• **Provided text**:
______________________________

Von Economo neurons enable reliable social skill acquisition in recurrent spiking neural networks: a computational account with clinical predictions

Von Economo neurons (VENs) are selectively lost in behavioural-variant frontotemporal dementia (bvFTD) and reduced in autism spectrum conditions (ASC), yet their computational role in social learning remains unexplained. We train a spiking neural network (the VENCircuit) embedding VEN-like projection neurons (K=40, 2% of total) in a recurrent pyramidal circuit across 50 matched random initialisations with and without VENs. The network is trained on a controlled binary classification task; we make no claim to model social cognition directly. VEN-intact networks converged in 49/50 cases (98%) versus 35/50 (70%) for VEN-ablated networks (Fisher's exact OR=21.0, 95% CI 2.7-167, p=8.7e-5). Failed ablated networks showed complete absence of learning, inconsistent with a speed-of-learning account. Phase-ablation experiments show VEN removal is most disruptive during mid-training (epochs 5-25), when a co-adaptive dependency forms in the pyramidal circuit. We derive a formal account showing VENs provide a direct gradient pathway immune to Jacobian instabilities affecting the recurrent circuit. Inference-time VEN ablation caused a significant performance drop (Wilcoxon p=0.022), ranging from no change (16/20 networks) to catastrophic collapse (0.989 to 0.620). VENs function as acquisition scaffolds whose developmental absence produces stochastic learning failure - a computational analogue of variable social skill acquisition in ASC - with falsifiable predictions for organoid and electrophysiology studies.

______________________________

• **Dataset content**:

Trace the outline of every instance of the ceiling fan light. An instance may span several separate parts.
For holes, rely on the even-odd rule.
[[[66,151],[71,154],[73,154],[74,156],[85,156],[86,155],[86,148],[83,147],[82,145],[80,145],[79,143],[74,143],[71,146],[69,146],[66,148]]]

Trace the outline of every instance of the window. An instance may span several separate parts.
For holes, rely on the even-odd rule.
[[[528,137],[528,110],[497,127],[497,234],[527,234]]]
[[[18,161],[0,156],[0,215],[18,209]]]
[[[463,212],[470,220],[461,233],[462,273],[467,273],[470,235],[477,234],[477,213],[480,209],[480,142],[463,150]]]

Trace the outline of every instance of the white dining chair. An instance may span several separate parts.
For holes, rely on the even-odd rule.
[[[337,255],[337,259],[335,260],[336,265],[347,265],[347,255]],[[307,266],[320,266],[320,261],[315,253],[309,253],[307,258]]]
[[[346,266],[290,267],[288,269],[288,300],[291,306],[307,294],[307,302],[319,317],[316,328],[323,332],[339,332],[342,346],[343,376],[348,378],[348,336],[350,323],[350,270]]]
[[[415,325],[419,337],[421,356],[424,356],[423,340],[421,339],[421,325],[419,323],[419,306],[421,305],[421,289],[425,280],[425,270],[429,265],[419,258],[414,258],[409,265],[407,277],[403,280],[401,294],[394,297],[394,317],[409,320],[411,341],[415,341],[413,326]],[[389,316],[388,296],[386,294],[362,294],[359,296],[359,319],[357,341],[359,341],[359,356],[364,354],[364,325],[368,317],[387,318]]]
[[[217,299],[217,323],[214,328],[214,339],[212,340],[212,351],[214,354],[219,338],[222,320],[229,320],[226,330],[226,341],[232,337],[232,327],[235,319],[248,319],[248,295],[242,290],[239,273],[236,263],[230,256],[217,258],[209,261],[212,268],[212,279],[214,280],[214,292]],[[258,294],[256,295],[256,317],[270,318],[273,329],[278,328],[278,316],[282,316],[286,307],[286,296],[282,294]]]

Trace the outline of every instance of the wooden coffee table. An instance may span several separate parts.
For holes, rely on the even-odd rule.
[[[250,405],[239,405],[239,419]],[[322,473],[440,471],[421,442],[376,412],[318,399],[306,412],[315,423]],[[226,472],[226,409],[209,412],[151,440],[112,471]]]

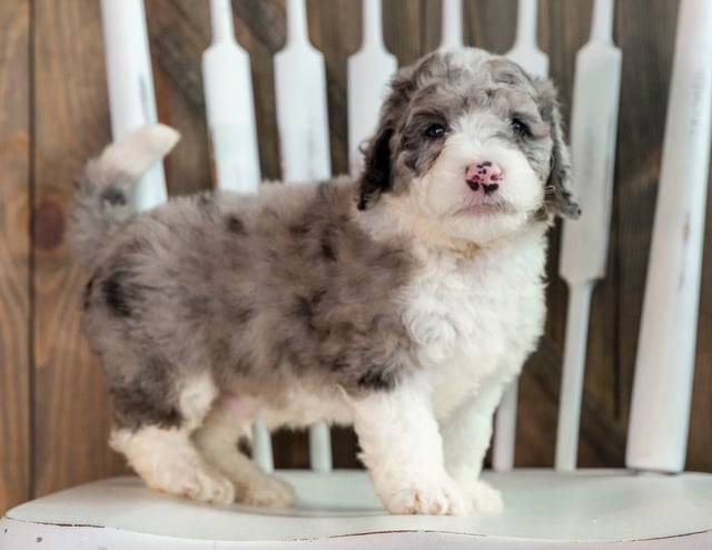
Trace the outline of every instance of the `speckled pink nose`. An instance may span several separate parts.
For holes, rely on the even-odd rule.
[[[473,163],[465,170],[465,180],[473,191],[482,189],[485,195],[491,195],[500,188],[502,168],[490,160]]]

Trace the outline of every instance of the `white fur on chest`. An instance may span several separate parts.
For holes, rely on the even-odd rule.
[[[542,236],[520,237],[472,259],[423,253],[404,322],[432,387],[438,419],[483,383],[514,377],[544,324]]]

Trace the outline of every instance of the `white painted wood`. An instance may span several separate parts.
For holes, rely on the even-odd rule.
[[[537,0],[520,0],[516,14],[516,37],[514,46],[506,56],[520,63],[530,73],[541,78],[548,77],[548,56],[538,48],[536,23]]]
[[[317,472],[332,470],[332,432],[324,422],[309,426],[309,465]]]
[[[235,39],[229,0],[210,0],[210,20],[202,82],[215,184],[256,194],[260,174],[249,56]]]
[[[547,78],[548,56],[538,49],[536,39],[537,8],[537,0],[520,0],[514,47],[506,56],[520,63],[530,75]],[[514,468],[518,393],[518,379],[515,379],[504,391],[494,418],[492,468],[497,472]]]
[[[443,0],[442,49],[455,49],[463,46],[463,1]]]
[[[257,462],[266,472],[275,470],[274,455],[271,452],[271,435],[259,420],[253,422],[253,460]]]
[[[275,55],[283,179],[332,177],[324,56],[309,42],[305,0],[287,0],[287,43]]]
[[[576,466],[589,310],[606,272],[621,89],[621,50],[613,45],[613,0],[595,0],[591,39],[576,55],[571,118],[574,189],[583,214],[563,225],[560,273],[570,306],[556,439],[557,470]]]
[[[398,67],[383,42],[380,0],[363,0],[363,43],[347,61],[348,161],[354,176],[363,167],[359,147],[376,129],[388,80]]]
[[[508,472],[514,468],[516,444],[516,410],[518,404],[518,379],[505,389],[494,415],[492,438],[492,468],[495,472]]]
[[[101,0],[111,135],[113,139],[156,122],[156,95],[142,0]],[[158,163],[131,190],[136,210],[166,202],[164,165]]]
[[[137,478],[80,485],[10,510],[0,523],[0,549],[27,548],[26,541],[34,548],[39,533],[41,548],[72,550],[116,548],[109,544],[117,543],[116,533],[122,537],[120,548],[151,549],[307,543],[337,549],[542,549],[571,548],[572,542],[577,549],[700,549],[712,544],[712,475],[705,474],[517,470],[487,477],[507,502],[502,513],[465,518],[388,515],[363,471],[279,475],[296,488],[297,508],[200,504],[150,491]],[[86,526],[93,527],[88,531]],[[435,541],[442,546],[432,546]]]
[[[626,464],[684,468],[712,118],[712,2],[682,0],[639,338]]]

______________________________

• **Task objective**:
List every abbreviation that the abstract on Von Economo neurons defines by placing it in parentheses after the full term, and give the term each one stands for.

• **The answer**:
- VENs: Von Economo neurons
- bvFTD: behavioural-variant frontotemporal dementia
- ASC: autism spectrum conditions